- _PASSAGE FOR REVIEW_
Shatrughan Sinha Urges Medical Council of India to End Animal Use in Teaching Postgraduate Students

For Immediate Release:

11 July 2018


Sachin Bangera; [email protected]

Garima Jain; [email protected]

Former Health Minister Suggests Modern Methods, Not Animals, Should Be Used to Teach Student

Delhi – After being contacted by People for the Ethical Treatment of Animals (PETA) India, distinguished Member of Parliament and former Health Minister Shatrughan Sinha sent a letter to Medical Council of India President Dr Jayshree Mehta urging her to ban all animal dissection and experimentation in the teaching of postgraduate medical courses in favour of using superior and humane non-animal methods. In the letter, Sinha points out that such alternatives include cost-efficient computer-assisted learning, clinical exercises, and human-patient simulation technologies – training techniques that are already used in top medical schools worldwide. The letter is available upon request.

“Animal dissection is a vestige of a crueller, less enlightened time before modern technology and teaching methods existed,” writes Sinha. “Moreover, in 2012, the Ministry of Environment, Forest and Climate Change issued guidelines to the Medical Council of India, the Pharmacy Council of India, and the University Grants Commission to stop dissection and experimentation on animals entirely in the training of undergraduate and postgraduate students and to use only non-animal teaching methods.”

PETA India staff scientist Dr Rohit Bhatia has met with Dr Mehta and members of the committee that’s discussing the Postgraduate Medical Education Regulations, 2000, to request that they remove animal experiments and dissection from the regulations for postgraduate courses. PETA India has also written to the current Minister of Health & Family Welfare, Shri Jagat Prakash Nadda, asking him to help ban the use of animals in postgraduate teaching.

PETA India – whose motto reads, in part, that “animals are not ours to experiment on” – notes that The Prevention of Cruelty to Animals Act, 1960, requires non-animal training methods to be used when available and that the use of animals for teaching purposes in both undergraduate and graduate courses has already been ended by the University Grants Commission, the Pharmacy Council of India, and the Dental Council of India. And the Medical Council of India has ended it in undergraduate medical education. PETA India further notes that medical schools in the United States and Canada have replaced the use of animals to train medical students with modern non-animal methods –and it’s time for India to do the same.

Stored items from a collection
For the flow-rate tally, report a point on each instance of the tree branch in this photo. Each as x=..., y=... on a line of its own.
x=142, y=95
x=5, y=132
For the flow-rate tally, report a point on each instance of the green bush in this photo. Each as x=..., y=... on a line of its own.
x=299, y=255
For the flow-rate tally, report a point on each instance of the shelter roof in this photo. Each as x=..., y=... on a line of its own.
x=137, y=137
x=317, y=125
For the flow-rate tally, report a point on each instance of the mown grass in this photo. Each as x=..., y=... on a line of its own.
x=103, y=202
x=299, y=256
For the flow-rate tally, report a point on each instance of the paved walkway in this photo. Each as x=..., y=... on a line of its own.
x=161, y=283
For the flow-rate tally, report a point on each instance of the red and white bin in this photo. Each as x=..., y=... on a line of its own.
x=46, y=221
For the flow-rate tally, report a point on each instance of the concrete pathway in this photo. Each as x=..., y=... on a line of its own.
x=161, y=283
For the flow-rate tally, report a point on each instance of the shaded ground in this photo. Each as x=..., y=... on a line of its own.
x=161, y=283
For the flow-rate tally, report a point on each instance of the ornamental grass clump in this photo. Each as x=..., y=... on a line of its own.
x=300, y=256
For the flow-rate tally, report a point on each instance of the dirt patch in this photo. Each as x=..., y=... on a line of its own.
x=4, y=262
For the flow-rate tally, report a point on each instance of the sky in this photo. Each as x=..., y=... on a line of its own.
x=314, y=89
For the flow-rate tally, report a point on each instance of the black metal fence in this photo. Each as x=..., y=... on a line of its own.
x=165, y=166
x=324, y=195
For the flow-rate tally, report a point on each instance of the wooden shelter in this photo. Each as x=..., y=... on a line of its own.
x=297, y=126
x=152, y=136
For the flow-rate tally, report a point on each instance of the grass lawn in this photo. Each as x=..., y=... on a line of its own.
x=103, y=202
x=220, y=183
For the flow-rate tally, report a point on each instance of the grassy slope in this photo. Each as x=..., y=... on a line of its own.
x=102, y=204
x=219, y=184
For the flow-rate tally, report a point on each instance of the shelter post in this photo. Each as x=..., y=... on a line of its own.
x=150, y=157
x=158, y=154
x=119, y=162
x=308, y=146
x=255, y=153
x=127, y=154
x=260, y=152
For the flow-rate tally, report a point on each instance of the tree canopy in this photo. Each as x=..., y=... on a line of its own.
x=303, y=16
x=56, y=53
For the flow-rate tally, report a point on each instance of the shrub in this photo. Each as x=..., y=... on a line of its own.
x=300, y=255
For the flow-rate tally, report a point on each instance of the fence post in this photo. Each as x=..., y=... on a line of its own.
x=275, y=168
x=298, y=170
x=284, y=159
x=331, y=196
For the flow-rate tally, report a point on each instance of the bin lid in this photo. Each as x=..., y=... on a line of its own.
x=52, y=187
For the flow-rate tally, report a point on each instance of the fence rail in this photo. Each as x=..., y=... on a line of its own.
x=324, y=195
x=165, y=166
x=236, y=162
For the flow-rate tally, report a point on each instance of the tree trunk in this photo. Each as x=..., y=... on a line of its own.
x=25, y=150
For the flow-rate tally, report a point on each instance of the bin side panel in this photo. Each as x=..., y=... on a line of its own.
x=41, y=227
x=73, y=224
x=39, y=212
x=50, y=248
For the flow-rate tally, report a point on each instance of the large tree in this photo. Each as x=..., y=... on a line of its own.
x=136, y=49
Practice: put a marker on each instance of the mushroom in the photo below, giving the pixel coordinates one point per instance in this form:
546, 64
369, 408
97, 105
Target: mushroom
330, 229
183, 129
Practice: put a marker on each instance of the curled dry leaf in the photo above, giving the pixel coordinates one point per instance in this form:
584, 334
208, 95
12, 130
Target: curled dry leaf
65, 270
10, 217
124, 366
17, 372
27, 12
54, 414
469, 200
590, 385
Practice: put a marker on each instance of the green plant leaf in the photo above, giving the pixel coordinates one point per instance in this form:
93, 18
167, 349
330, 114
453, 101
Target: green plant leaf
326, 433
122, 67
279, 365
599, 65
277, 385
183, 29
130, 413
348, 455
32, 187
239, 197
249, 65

- _YOUR OBJECTIVE_
Return the stretch of the press release on animal use in medical teaching from "Garima Jain; [email protected]" through "available upon request.", copied word for word.

- _REPLY TO THE EXERCISE_
Garima Jain; [email protected]

Former Health Minister Suggests Modern Methods, Not Animals, Should Be Used to Teach Student

Delhi – After being contacted by People for the Ethical Treatment of Animals (PETA) India, distinguished Member of Parliament and former Health Minister Shatrughan Sinha sent a letter to Medical Council of India President Dr Jayshree Mehta urging her to ban all animal dissection and experimentation in the teaching of postgraduate medical courses in favour of using superior and humane non-animal methods. In the letter, Sinha points out that such alternatives include cost-efficient computer-assisted learning, clinical exercises, and human-patient simulation technologies – training techniques that are already used in top medical schools worldwide. The letter is available upon request.